*To be done*:
A - Update the stretch of the article from "BAKU: Baku urges" through "the coming days." so that "Austria" takes the place of "Germany".
B - Name every person the article mentions by name.

BAKU: Baku urges change in Yerevan’s stance at presidents’ meeting

AzerNews Weekly, Azerbaijan
Nov 20 2009

Baku urges change in Yerevan’s stance at presidents’ meeting

20-11-2009 06:34:30
Azerbaijani Deputy Foreign Minister Araz Azimov has said Baku expects
a change in Yerevan’s non-constructive stance at the next round of
talks on the Upper (Nagorno) Garabagh conflict between Presidents
Ilham Aliyev and Serzh Sarkisian due in Germany in the coming days.
Azimov told reporters on Thursday that, though Armenia says it is
ready for a peaceful solution of the long-standing dispute, its
position `shows its moving in the opposite direction.’
`If Armenia gives preference to violating Azerbaijan’s territorial
integrity and separating a part of its land after the co-chairs’ [the
OSCE Minsk Group co-chairs brokering the peace process] many-year-long
efforts, so many meetings and steps taken toward progress that hopes
are bound with, while ignoring again the principles and the options
offered, then Armenia adheres to an opposite position. So, a change
must occur in Armenia’s stance.’
According to Azimov, without this change any advances in the conflict
settlement are ruled out.
`Azerbaijan’s position is crystal clear. We want the problem to be
solved within territorial integrity. And this
stance of Azerbaijan is entirely supported by the international
community. It is based upon the norms and principles of international
law.’
Azimov noted that Azerbaijan `leaves room for compromise’ in its
position, adding that Baku `is standing in the middle of the bridge
and awaiting the opposing side to come there.’
`If the Armenian side is ready to discuss compromises within
Azerbaijan’s territorial integrity, we are ready for that too,’ Azimov
said.

*Data section*:
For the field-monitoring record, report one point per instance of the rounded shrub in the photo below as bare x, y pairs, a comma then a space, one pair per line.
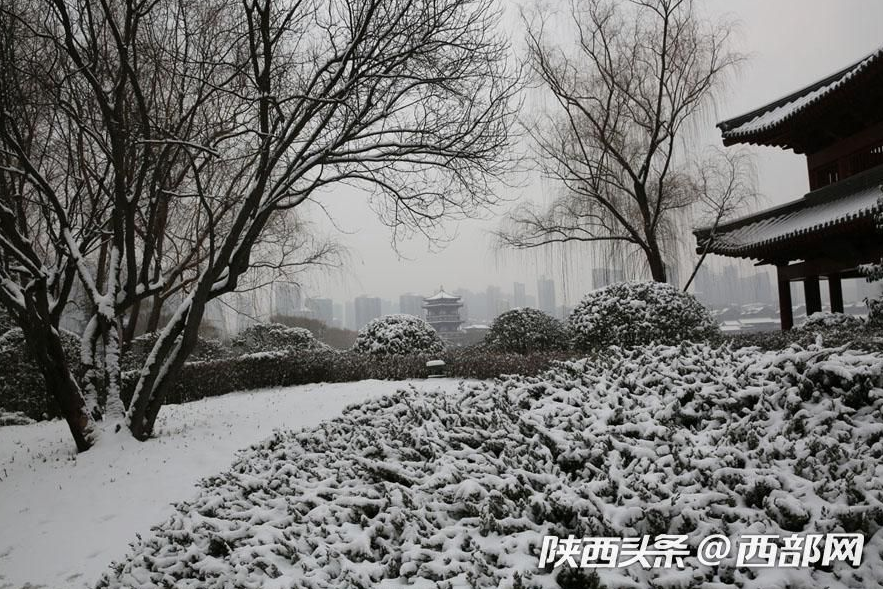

*Answers per task*:
A -
BAKU: Baku urges change in Yerevan’s stance at presidents’ meeting

AzerNews Weekly, Azerbaijan
Nov 20 2009

Baku urges change in Yerevan’s stance at presidents’ meeting

20-11-2009 06:34:30
Azerbaijani Deputy Foreign Minister Araz Azimov has said Baku expects
a change in Yerevan’s non-constructive stance at the next round of
talks on the Upper (Nagorno) Garabagh conflict between Presidents
Ilham Aliyev and Serzh Sarkisian due in Austria in the coming days.

B -
Araz Azimov
Ilham Aliyev
Serzh Sarkisian